→ **What the task requires**
Type out each entry exactly.

→ **Records for processing**
>>>>>

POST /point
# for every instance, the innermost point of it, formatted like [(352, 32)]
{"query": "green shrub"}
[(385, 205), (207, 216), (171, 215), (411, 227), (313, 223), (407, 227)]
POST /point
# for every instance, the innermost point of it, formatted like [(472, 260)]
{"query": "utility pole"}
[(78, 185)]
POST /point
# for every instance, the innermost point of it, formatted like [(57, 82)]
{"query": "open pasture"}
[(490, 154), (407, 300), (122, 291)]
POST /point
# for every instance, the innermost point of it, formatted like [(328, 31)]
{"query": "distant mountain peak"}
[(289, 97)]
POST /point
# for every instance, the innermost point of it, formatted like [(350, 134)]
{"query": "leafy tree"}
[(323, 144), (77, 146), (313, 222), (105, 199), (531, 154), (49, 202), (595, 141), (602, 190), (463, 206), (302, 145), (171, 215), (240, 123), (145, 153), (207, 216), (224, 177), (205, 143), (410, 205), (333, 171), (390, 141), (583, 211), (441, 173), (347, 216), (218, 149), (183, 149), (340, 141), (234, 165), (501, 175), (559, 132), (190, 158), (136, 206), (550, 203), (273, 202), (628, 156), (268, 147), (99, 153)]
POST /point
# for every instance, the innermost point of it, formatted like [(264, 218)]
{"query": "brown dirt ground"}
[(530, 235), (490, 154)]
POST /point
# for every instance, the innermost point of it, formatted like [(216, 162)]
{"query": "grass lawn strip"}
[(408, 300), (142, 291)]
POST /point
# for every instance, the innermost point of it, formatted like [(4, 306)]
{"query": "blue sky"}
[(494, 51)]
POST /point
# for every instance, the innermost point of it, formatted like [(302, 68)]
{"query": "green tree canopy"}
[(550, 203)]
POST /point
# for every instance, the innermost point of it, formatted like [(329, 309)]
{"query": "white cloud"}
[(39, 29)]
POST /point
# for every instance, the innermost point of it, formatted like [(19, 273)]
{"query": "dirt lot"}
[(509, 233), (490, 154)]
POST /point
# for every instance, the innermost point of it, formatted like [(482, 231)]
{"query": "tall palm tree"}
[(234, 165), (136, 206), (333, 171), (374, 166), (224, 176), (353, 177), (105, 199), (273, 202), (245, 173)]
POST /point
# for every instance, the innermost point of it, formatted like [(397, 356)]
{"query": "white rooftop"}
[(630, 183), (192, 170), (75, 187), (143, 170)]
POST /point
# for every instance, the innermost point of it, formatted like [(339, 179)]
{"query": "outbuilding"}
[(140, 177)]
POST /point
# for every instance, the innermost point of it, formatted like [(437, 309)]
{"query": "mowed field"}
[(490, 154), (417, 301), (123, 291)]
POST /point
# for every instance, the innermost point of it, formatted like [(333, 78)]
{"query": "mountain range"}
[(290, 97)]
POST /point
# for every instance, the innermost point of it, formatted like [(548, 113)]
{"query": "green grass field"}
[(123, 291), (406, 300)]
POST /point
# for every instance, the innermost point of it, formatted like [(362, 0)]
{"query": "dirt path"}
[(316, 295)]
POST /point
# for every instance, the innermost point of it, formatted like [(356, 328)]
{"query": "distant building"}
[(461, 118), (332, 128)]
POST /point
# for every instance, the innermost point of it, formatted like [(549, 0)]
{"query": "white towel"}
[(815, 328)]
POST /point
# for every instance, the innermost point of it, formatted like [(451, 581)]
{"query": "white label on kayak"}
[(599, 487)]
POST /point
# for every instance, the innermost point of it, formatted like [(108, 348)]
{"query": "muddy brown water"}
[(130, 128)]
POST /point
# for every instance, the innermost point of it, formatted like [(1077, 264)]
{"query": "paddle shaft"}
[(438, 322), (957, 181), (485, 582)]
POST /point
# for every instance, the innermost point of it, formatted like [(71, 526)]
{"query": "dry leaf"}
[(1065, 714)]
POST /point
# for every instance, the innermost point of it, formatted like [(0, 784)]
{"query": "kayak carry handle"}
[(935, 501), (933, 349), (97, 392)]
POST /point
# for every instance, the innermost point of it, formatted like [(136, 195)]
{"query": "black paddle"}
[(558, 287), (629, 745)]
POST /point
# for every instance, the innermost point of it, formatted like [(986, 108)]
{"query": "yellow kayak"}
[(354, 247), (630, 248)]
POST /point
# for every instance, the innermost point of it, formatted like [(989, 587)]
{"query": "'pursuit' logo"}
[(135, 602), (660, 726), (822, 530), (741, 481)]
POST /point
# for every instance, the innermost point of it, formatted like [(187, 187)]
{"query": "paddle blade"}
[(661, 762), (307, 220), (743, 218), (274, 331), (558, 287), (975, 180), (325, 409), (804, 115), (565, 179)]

<<<<<

→ **Output of the exercise**
POST /point
# for every instance, the innermost point of it, formatted like [(352, 32)]
{"query": "green shrub"}
[(385, 205), (207, 216), (171, 215), (411, 227), (313, 223), (407, 227)]
POST /point
# for every instance, the innermost point of it, formatted like [(472, 260)]
{"query": "utility pole"}
[(78, 185)]
POST /point
# for every instance, the innermost point of it, formatted like [(57, 82)]
{"query": "open pasture"}
[(490, 154), (407, 300), (122, 291)]
POST /point
# for every instance, the innermost point of it, formatted like [(328, 31)]
{"query": "distant mountain peak"}
[(289, 97)]
POST /point
# for every instance, the innermost point of it, formatted like [(350, 134)]
{"query": "leafy tree"}
[(323, 144), (77, 146), (313, 222), (105, 199), (531, 154), (49, 202), (595, 141), (602, 190), (463, 206), (302, 145), (171, 215), (240, 123), (145, 153), (207, 216), (224, 177), (205, 143), (410, 205), (333, 171), (390, 141), (583, 211), (441, 173), (347, 216), (218, 149), (183, 149), (340, 141), (234, 165), (501, 175), (559, 132), (190, 158), (136, 206), (550, 203), (273, 202), (628, 156), (268, 147), (99, 153)]
POST /point
# for every instance, the innermost point of it, formatted like [(264, 218)]
{"query": "brown dirt ground"}
[(530, 235), (490, 154)]
POST /point
# for every instance, the innermost point of it, formatted like [(216, 162)]
{"query": "grass lawn strip"}
[(408, 300), (142, 291)]
POST /point
# for every instance, the innermost point of it, formatted like [(4, 306)]
{"query": "blue sky"}
[(494, 51)]
POST /point
# for every instance, the innermost point of it, formatted like [(302, 68)]
{"query": "green tree canopy"}
[(550, 203)]
POST /point
# for every instance, the innermost point of it, formatted like [(329, 309)]
{"query": "white cloud"}
[(39, 29)]
POST /point
# for every instance, the innermost point of it, formatted like [(19, 273)]
{"query": "dirt lot"}
[(509, 233), (490, 154)]
POST /point
# for every instance, the innermost point of it, formatted like [(482, 231)]
{"query": "tall palm tree"}
[(234, 165), (136, 206), (333, 171), (374, 166), (224, 176), (353, 177), (105, 199), (273, 202), (245, 173)]
POST /point
# for every instance, the innermost point of it, formatted like [(397, 356)]
{"query": "white rooftop"}
[(630, 183), (192, 170), (75, 187), (143, 170)]
POST /point
# for every instance, the innermost point of it, formatted like [(339, 179)]
{"query": "outbuilding"}
[(140, 177)]
POST /point
# for every instance, the innermost point of it, formatted like [(437, 309)]
{"query": "mowed field"}
[(490, 154), (417, 301), (123, 291)]
POST /point
# for every instance, the innermost point of it, formatted like [(333, 78)]
{"query": "mountain range"}
[(290, 97)]
POST /point
# for every instance, the innermost point of it, formatted like [(548, 113)]
{"query": "green grass field"}
[(123, 291), (406, 300)]
POST /point
# for every instance, the innermost point of it, formatted like [(362, 0)]
{"query": "dirt path"}
[(316, 295)]
POST /point
# for every instance, the innermost point of it, formatted like [(356, 328)]
{"query": "distant building"}
[(461, 118), (332, 128)]
POST /point
# for every instance, the innermost point of it, formatted like [(549, 0)]
{"query": "white towel"}
[(815, 328)]
POST /point
# for every instance, the innermost point of it, formatted like [(451, 581)]
{"query": "white label on kayak"}
[(599, 487)]
POST /point
# for every instance, the innermost point of it, formatted like [(108, 348)]
{"query": "muddy brown water"}
[(130, 128)]
POST /point
# for every instance, the innermost point of it, formatted like [(1077, 264)]
{"query": "paddle shaft"}
[(438, 322), (957, 181), (485, 582)]
POST /point
# for every instance, the innermost point of it, formatted like [(71, 526)]
{"query": "dry leaf"}
[(1065, 714)]
POST /point
# for every instance, the innermost point of it, formatted like [(0, 784)]
{"query": "kayak carry handle"}
[(935, 501), (933, 349), (97, 392)]
POST /point
# for every instance, the innermost point of it, formatted like [(136, 195)]
{"query": "black paddle"}
[(558, 287), (629, 745)]
POST /point
# for every instance, the innermost point of it, formatted like [(986, 108)]
{"query": "yellow kayak"}
[(354, 247), (630, 248)]
POST /point
# for every instance, the innermost point of it, formatted like [(989, 587)]
{"query": "'pursuit' logo"}
[(135, 602), (660, 726), (822, 530), (741, 481)]
POST /point
# for every instance, the innermost point of it, formatted like [(187, 187)]
{"query": "paddle blade"}
[(661, 762), (307, 220), (743, 218), (274, 331), (558, 287), (975, 180), (325, 409), (804, 115), (565, 179)]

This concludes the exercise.